Direction: Count the lines in the records below that contain the string "spot", matching case exactly. Reply with only the number.

Records shown:

::::

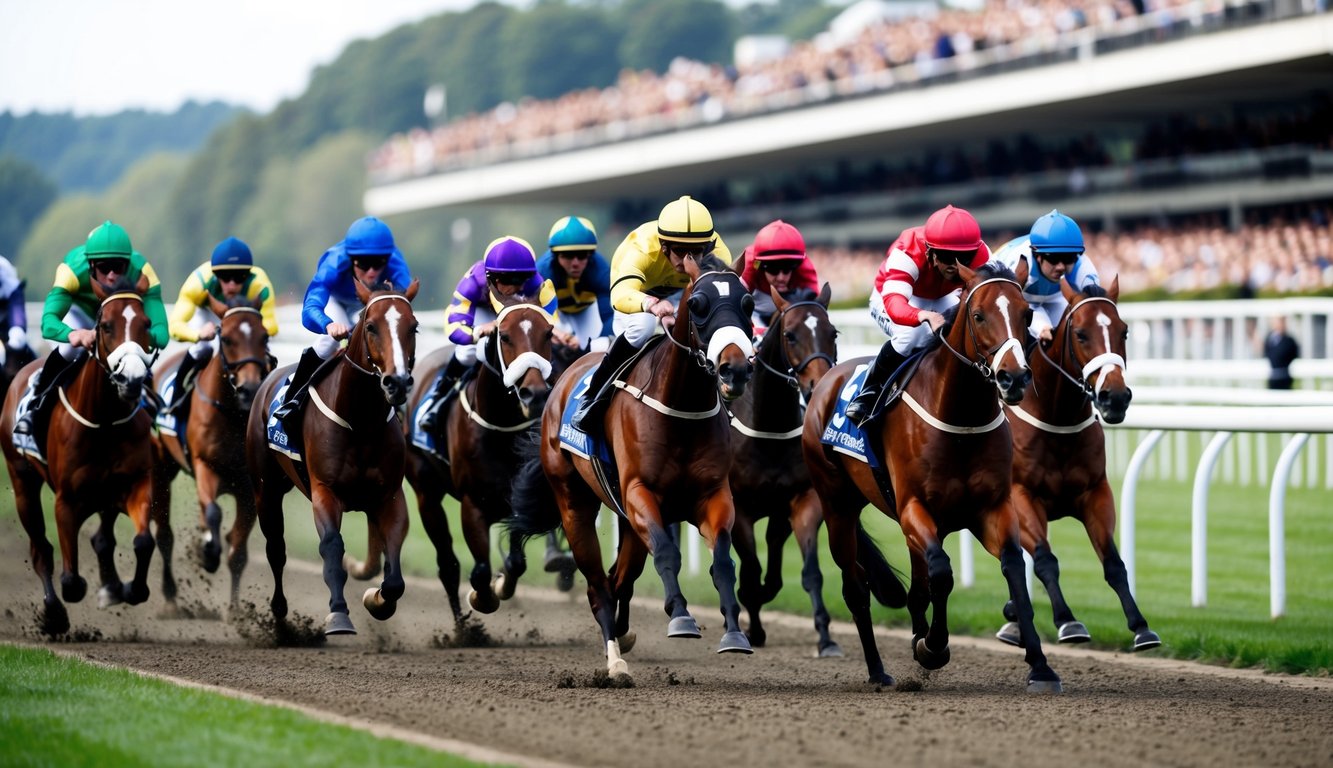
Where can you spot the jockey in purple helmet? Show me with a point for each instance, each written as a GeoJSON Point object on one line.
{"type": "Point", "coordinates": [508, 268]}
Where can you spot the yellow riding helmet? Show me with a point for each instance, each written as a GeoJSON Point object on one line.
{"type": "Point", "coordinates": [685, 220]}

::::

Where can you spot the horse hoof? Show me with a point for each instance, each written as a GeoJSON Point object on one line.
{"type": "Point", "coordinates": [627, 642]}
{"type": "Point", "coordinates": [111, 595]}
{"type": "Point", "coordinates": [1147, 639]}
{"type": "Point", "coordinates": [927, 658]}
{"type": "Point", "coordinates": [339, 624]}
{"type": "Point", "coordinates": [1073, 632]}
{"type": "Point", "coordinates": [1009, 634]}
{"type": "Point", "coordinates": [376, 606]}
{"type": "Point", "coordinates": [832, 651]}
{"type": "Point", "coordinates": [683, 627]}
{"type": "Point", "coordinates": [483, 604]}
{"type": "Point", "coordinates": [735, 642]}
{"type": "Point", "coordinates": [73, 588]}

::::

In response: 3